Burning bright and strong

Ditte Haarlõv Johnsen, Market Day, Philippe at home, 2018

La photographe danoise Ditte Haarløv Johnsen signe une double exposition à Strasbourg. Des portraits crus, bruts et intimes des Sisters de Maputo et d’anonymes du Neuhof.

Elle n’a que quelques mois lorsque ses parents quittent Copenhague pour Maputo. Le Mozambique vient
d’arracher son indépendance au Portugal mais très vite la guerre civile oppose le Frelimo (Front de libération du Mozambique) à un groupuscule soutenu et armé par l’Afrique du Sud et les États-Unis. Près de quinze ans de guerre civile laissent un pays exsangue, parmi les dix plus pauvres du monde. Si Ditte Haarløv Johnsen a quitté l’Afrique à l’adolescence avec son père, pour poursuivre ses études au Danemark, elle ne manque jamais de revenir, à chaque vacances estivales, sous les latitudes de son enfance. Débute ainsi Maputo Diary, mélange de journal photographique tenu lors de ses retours au pays, de portraits de membres de sa famille – sa mère et sa sœur cadette y sont toujours installées – et de rencontres impromptues. Celle qui lézardait dans les rues de la capitale du petit matin au soir avec sa bande d’amis tombe en 2000 sur deux jeunes hommes ouvertement homosexuels, quinze ans avant la dépénalisation des rapports entre personnes du même sexe dans cette société très religieuse.

- Consignes:
**1)** Relevez tous les pays nommés dans l'extrait.
**2)** Répondez à ces questions d'après l'extrait, s'il vous plaît :
(a) Quelle ville les parents de la photographe quittent-ils pour Maputo ?
(b) Combien d'années la guerre civile a-t-elle duré ?
(c) En quelle année la photographe rencontre-t-elle deux jeunes hommes ouvertement homosexuels ?
**3)** Recopiez le passage de l'extrait compris entre « Ditte Haarlõv Johnsen, Market » et « d’anonymes du Neuhof. », ces deux bornes incluses.

- Données fournies:
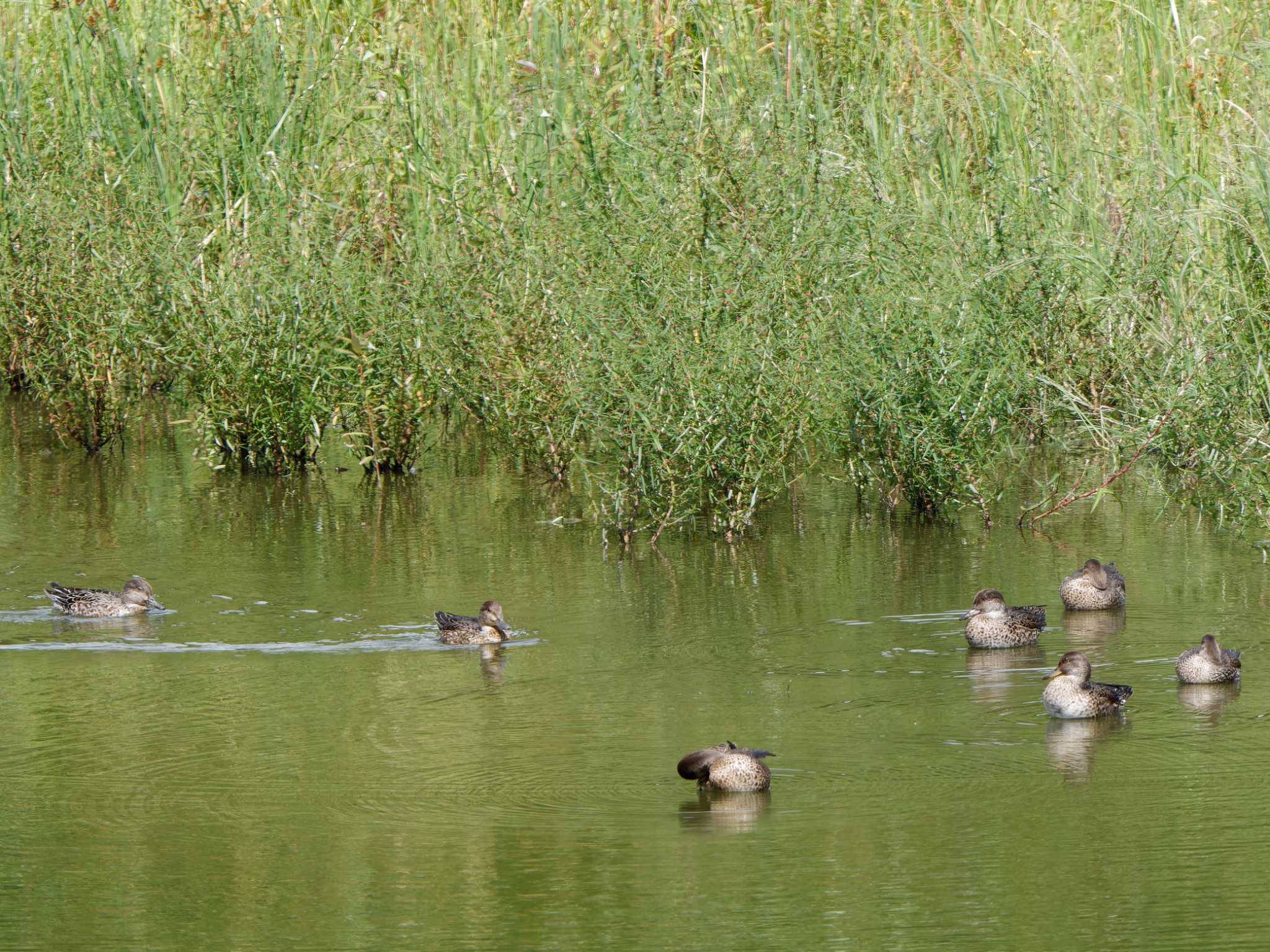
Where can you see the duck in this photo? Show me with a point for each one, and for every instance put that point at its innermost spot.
(728, 769)
(1071, 694)
(992, 624)
(1091, 587)
(486, 628)
(136, 598)
(1208, 664)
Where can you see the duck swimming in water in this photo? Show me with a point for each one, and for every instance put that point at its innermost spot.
(1071, 694)
(728, 767)
(1091, 587)
(992, 624)
(1208, 664)
(136, 598)
(486, 628)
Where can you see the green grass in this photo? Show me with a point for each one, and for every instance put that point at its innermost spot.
(673, 254)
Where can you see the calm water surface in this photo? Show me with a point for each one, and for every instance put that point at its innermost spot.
(290, 759)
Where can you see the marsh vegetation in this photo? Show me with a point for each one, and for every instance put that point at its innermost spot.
(673, 254)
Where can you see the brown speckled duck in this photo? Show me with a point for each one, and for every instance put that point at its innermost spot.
(1091, 587)
(992, 624)
(728, 767)
(486, 628)
(1071, 694)
(1208, 664)
(136, 598)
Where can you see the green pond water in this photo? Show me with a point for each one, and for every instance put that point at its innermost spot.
(287, 758)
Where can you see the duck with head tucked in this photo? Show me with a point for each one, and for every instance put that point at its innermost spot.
(1091, 587)
(728, 769)
(1208, 664)
(1071, 694)
(487, 628)
(992, 624)
(136, 598)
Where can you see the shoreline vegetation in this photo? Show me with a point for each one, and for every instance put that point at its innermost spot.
(673, 254)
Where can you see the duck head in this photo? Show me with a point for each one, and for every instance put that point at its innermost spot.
(1095, 573)
(1073, 664)
(492, 617)
(986, 602)
(138, 592)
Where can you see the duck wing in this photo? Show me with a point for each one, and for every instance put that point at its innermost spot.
(456, 621)
(1028, 616)
(64, 596)
(1119, 694)
(696, 765)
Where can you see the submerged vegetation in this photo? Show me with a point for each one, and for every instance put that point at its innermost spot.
(670, 253)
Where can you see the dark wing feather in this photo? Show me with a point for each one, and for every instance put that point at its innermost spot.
(65, 596)
(454, 621)
(1117, 692)
(696, 764)
(1029, 616)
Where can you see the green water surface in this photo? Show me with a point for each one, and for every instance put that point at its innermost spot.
(290, 759)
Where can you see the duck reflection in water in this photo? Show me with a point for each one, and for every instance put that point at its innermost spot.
(1093, 627)
(128, 626)
(726, 811)
(1071, 743)
(1208, 700)
(992, 672)
(493, 659)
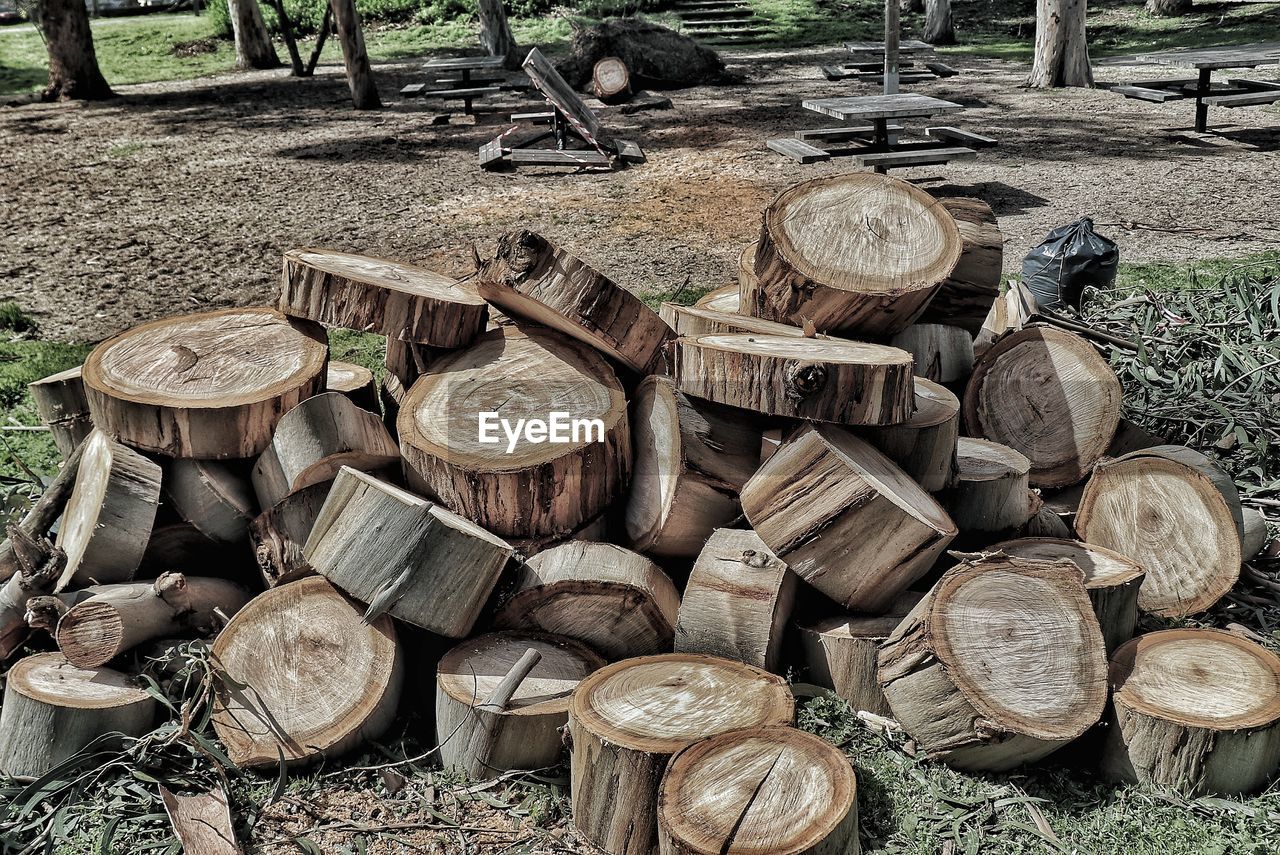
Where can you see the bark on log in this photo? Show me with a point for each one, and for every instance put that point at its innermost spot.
(396, 300)
(737, 602)
(1194, 711)
(845, 519)
(616, 600)
(759, 790)
(115, 618)
(209, 385)
(691, 458)
(519, 375)
(484, 737)
(626, 721)
(1000, 664)
(62, 405)
(800, 378)
(1050, 396)
(533, 278)
(314, 440)
(109, 515)
(403, 556)
(1176, 515)
(53, 711)
(853, 254)
(304, 640)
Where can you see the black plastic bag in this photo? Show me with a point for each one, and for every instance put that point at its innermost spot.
(1069, 260)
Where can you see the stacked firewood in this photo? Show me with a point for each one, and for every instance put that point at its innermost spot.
(858, 462)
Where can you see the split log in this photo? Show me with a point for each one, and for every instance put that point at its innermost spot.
(53, 711)
(616, 600)
(1176, 515)
(215, 497)
(489, 722)
(1194, 711)
(304, 640)
(1111, 580)
(530, 277)
(853, 254)
(626, 721)
(737, 602)
(992, 492)
(378, 296)
(691, 458)
(1050, 396)
(519, 489)
(209, 385)
(109, 515)
(845, 519)
(314, 440)
(773, 790)
(800, 378)
(62, 405)
(405, 556)
(840, 653)
(1000, 664)
(115, 618)
(942, 353)
(924, 446)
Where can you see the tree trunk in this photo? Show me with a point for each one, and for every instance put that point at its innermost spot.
(494, 716)
(845, 519)
(616, 600)
(254, 46)
(73, 71)
(760, 790)
(991, 689)
(1061, 54)
(360, 76)
(626, 721)
(398, 552)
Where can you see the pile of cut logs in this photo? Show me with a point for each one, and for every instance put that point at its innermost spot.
(615, 529)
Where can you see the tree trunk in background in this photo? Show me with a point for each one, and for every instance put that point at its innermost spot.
(937, 22)
(1061, 46)
(360, 76)
(73, 71)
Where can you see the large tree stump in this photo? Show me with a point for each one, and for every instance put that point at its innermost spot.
(691, 458)
(626, 721)
(835, 380)
(1050, 396)
(1000, 664)
(405, 556)
(53, 711)
(376, 296)
(616, 600)
(314, 440)
(208, 385)
(1176, 515)
(533, 278)
(845, 519)
(109, 515)
(304, 640)
(1111, 580)
(853, 254)
(759, 790)
(529, 488)
(484, 736)
(924, 446)
(1194, 711)
(737, 600)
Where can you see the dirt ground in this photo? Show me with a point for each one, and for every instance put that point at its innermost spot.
(181, 196)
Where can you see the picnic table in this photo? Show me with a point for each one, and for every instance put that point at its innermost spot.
(1206, 60)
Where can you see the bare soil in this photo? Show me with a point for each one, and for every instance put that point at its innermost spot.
(182, 196)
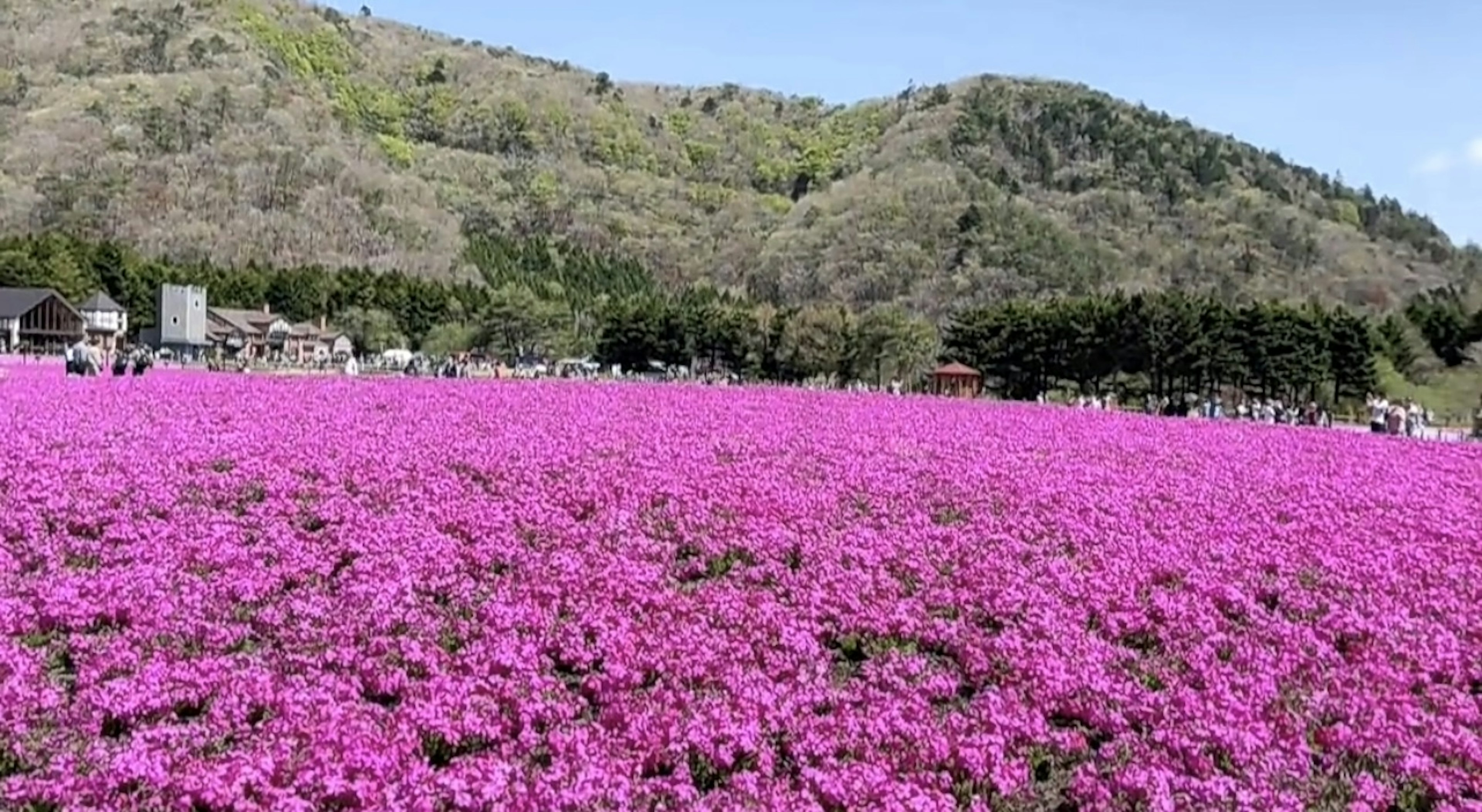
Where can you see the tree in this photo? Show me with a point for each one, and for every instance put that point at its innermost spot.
(372, 331)
(893, 344)
(518, 322)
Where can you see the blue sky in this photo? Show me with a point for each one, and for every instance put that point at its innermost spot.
(1389, 94)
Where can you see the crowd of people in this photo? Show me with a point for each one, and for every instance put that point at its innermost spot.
(88, 361)
(1406, 417)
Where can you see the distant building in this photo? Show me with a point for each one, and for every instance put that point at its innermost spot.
(255, 334)
(261, 334)
(104, 319)
(37, 319)
(181, 322)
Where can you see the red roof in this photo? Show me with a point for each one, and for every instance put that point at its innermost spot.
(958, 371)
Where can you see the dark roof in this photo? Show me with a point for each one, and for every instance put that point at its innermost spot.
(956, 370)
(102, 303)
(19, 301)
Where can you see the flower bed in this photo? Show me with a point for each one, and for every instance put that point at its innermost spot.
(252, 593)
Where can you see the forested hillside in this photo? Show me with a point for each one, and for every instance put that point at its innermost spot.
(241, 131)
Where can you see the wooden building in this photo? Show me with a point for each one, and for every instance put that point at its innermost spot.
(37, 319)
(956, 380)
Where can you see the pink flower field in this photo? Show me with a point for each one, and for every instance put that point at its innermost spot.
(230, 593)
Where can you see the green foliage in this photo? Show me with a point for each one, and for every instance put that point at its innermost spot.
(1447, 324)
(327, 57)
(398, 150)
(804, 204)
(1173, 343)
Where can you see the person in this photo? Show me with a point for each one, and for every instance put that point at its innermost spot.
(1379, 412)
(1395, 420)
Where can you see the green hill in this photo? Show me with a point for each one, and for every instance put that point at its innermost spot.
(239, 131)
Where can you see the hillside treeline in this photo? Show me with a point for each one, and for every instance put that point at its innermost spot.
(293, 134)
(541, 297)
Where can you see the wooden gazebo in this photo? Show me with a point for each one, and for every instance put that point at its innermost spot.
(956, 380)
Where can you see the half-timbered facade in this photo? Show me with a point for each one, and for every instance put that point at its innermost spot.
(39, 319)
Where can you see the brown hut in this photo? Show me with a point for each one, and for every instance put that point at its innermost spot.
(956, 380)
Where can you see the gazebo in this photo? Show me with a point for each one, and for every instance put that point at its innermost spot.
(956, 380)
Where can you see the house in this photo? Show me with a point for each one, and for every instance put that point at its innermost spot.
(260, 334)
(319, 341)
(104, 319)
(183, 321)
(37, 317)
(255, 334)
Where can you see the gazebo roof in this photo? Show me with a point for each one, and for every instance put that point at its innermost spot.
(956, 371)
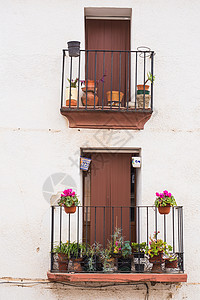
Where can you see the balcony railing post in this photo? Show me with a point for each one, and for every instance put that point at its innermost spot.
(144, 80)
(95, 71)
(136, 80)
(127, 95)
(62, 82)
(52, 235)
(79, 71)
(152, 56)
(86, 80)
(119, 78)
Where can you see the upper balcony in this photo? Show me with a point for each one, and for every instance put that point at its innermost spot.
(106, 88)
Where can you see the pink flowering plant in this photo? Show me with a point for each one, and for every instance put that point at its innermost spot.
(165, 199)
(157, 246)
(68, 198)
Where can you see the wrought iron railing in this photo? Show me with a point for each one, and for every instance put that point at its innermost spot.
(91, 232)
(107, 80)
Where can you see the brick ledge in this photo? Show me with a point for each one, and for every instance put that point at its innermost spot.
(117, 277)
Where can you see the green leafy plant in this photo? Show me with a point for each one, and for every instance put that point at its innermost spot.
(150, 78)
(126, 249)
(165, 199)
(68, 198)
(62, 248)
(139, 247)
(117, 241)
(77, 250)
(157, 246)
(73, 82)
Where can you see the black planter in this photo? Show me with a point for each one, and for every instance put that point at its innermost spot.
(138, 254)
(124, 264)
(139, 268)
(74, 48)
(96, 264)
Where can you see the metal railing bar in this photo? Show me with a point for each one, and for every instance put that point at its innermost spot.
(173, 234)
(86, 80)
(127, 96)
(52, 235)
(60, 226)
(111, 78)
(69, 230)
(70, 86)
(119, 78)
(103, 79)
(62, 84)
(135, 81)
(79, 71)
(132, 206)
(144, 81)
(152, 55)
(95, 70)
(164, 228)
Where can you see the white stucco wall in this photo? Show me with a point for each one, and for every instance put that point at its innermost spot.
(36, 141)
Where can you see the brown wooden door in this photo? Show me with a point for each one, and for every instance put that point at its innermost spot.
(110, 187)
(108, 35)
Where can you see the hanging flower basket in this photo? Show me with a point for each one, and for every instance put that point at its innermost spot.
(70, 210)
(69, 201)
(164, 201)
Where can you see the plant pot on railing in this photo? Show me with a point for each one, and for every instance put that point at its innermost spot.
(143, 100)
(164, 201)
(69, 201)
(91, 93)
(116, 98)
(124, 264)
(172, 264)
(74, 48)
(157, 261)
(73, 101)
(63, 262)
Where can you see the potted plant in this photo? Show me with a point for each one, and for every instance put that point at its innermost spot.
(69, 201)
(116, 98)
(73, 48)
(91, 91)
(144, 89)
(63, 253)
(138, 253)
(73, 84)
(155, 250)
(108, 260)
(164, 201)
(77, 251)
(92, 259)
(171, 261)
(124, 262)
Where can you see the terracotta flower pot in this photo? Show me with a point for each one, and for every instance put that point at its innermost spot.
(164, 210)
(157, 261)
(141, 87)
(73, 96)
(171, 264)
(77, 265)
(62, 262)
(90, 98)
(70, 210)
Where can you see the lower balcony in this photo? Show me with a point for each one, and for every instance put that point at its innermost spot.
(117, 244)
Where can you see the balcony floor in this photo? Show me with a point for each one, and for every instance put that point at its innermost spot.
(117, 277)
(106, 118)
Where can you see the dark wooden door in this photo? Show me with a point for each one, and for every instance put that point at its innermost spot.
(108, 35)
(110, 196)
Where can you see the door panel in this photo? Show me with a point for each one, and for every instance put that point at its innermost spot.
(108, 35)
(110, 187)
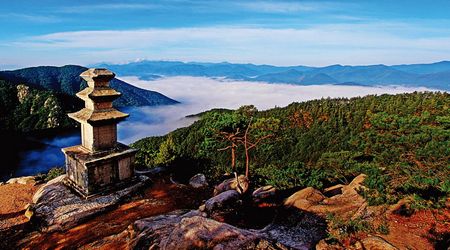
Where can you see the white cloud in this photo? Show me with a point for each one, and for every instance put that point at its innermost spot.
(199, 94)
(30, 17)
(281, 7)
(362, 43)
(92, 8)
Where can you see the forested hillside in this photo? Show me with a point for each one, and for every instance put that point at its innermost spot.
(24, 109)
(39, 97)
(67, 80)
(402, 142)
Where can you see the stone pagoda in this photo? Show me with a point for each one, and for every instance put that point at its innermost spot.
(100, 163)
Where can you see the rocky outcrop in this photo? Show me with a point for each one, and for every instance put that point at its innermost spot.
(192, 230)
(56, 207)
(239, 183)
(26, 180)
(198, 181)
(305, 198)
(348, 204)
(376, 243)
(296, 229)
(264, 193)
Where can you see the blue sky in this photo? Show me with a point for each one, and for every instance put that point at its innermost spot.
(316, 33)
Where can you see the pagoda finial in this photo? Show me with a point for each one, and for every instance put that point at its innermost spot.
(100, 162)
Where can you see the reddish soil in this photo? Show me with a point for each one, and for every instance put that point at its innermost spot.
(160, 198)
(427, 229)
(13, 199)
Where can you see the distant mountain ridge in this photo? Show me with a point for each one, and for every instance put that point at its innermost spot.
(67, 80)
(433, 75)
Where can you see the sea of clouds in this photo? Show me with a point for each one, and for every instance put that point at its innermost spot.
(198, 94)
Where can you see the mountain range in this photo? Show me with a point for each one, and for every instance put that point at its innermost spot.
(38, 98)
(433, 75)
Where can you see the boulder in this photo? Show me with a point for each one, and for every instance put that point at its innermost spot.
(26, 180)
(192, 230)
(264, 193)
(334, 190)
(198, 181)
(57, 207)
(296, 229)
(376, 243)
(239, 183)
(402, 207)
(348, 204)
(305, 198)
(221, 202)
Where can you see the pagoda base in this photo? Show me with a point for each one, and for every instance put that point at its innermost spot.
(100, 172)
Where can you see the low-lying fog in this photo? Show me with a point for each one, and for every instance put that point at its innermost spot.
(198, 94)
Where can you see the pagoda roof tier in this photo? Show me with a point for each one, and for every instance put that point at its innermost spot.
(98, 116)
(98, 93)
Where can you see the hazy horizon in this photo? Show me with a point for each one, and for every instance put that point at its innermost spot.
(313, 33)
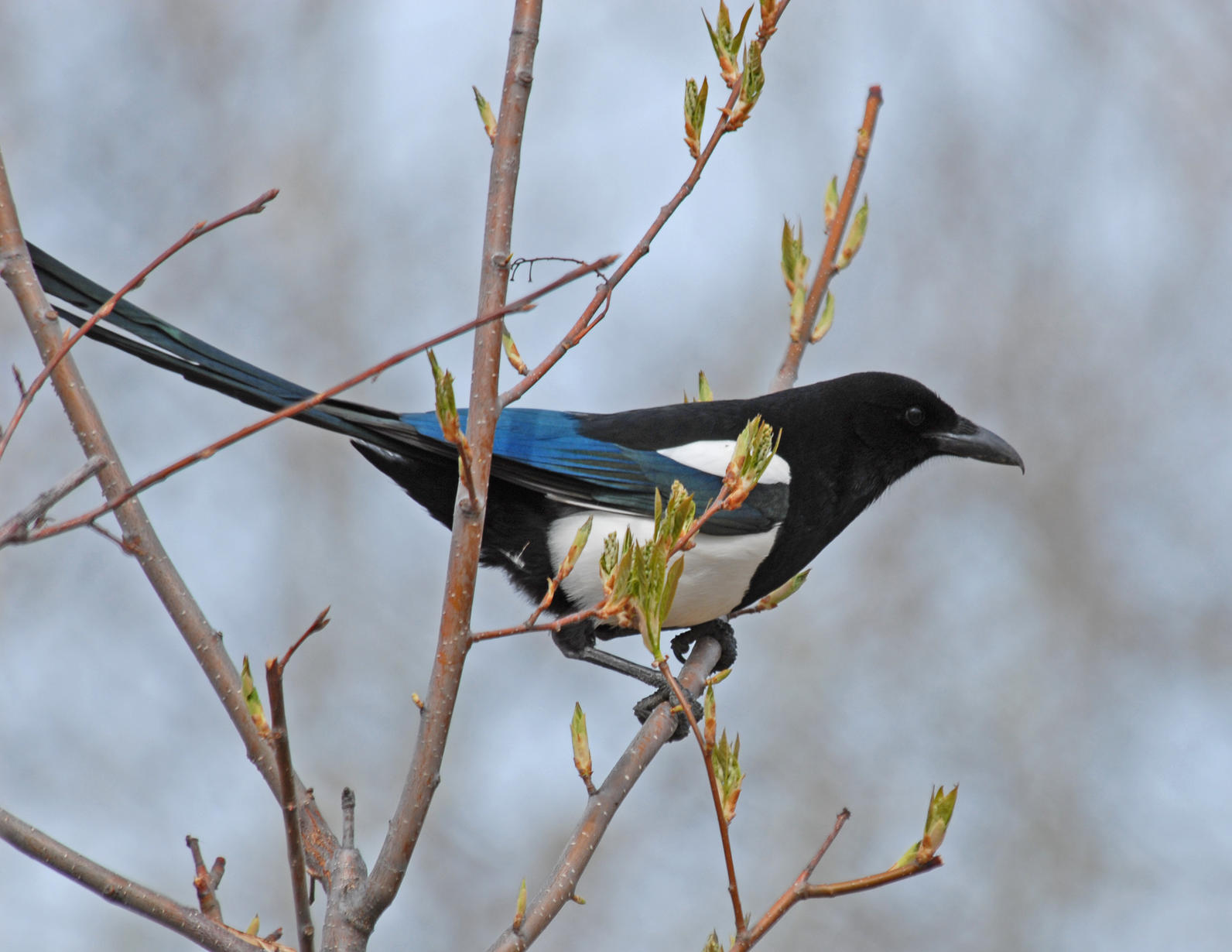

- Corrigé:
**1)** Mozambique, Portugal, Afrique du Sud, États-Unis, Danemark

**2)**
(a) Copenhague
(b) Près de quinze ans
(c) En 2000

**3)**
Ditte Haarlõv Johnsen, Market Day, Philippe at home, 2018

La photographe danoise Ditte Haarløv Johnsen signe une double exposition à Strasbourg. Des portraits crus, bruts et intimes des Sisters de Maputo et d’anonymes du Neuhof.